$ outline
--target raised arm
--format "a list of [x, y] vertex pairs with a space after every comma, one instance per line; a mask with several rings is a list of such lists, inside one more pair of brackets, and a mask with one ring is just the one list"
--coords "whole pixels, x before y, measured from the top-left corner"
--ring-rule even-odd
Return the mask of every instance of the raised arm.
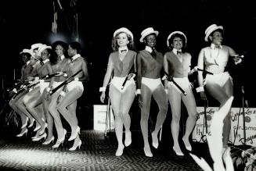
[[[204, 52], [202, 49], [198, 56], [198, 60], [197, 60], [197, 67], [204, 69]], [[198, 75], [197, 75], [197, 79], [198, 79], [198, 84], [199, 87], [203, 87], [203, 71], [198, 71]]]
[[142, 57], [140, 53], [137, 55], [137, 94], [140, 94], [140, 88], [142, 85]]
[[[168, 62], [167, 60], [166, 55], [164, 55], [164, 70], [169, 74], [168, 73]], [[167, 89], [168, 87], [168, 80], [167, 79], [164, 80], [164, 88]]]
[[81, 69], [83, 70], [83, 77], [79, 78], [79, 81], [88, 82], [89, 81], [89, 75], [88, 73], [88, 66], [85, 59], [81, 60]]
[[102, 87], [99, 88], [99, 91], [101, 91], [101, 95], [100, 95], [100, 101], [103, 103], [104, 102], [104, 99], [105, 99], [105, 91], [106, 91], [106, 87], [108, 84], [108, 83], [110, 82], [110, 80], [111, 78], [111, 74], [112, 74], [112, 71], [114, 69], [114, 62], [110, 56], [109, 58], [109, 61], [107, 63], [107, 68], [106, 68], [106, 72], [104, 77], [104, 80], [103, 80], [103, 85]]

Task statement: Reproduce all of the data above line for line, with no changes, but leave out the picture.

Output below:
$ outline
--target raised arm
--format "a list of [x, y] vertex pairs with a space after every comma, one instance per line; a mask with several rings is a list of such lists, inside one more pair of brackets, and a mask with one ring is just the one list"
--coords "whole pixels, x before y, measured from the top-left corner"
--ring-rule even-odd
Return the mask of every instance of the raised arm.
[[[204, 52], [202, 49], [198, 56], [198, 60], [197, 60], [197, 67], [204, 69]], [[198, 75], [197, 75], [197, 79], [198, 79], [198, 84], [199, 87], [203, 87], [203, 71], [198, 71]]]
[[142, 57], [140, 53], [137, 55], [137, 94], [140, 94], [140, 88], [142, 85]]
[[[168, 62], [167, 60], [166, 55], [164, 55], [164, 70], [169, 74], [168, 73]], [[167, 89], [168, 87], [168, 80], [167, 79], [164, 80], [164, 88]]]
[[81, 69], [83, 70], [83, 77], [79, 78], [79, 81], [88, 82], [89, 81], [89, 75], [88, 73], [88, 66], [85, 59], [81, 60]]
[[102, 87], [99, 88], [99, 91], [101, 91], [101, 95], [100, 95], [100, 101], [103, 103], [104, 102], [104, 99], [105, 99], [105, 91], [106, 91], [106, 87], [108, 84], [108, 83], [110, 82], [110, 80], [111, 78], [111, 74], [112, 74], [112, 71], [114, 69], [114, 62], [110, 56], [109, 58], [109, 61], [107, 63], [107, 68], [106, 68], [106, 72], [104, 77], [104, 80], [103, 80], [103, 85]]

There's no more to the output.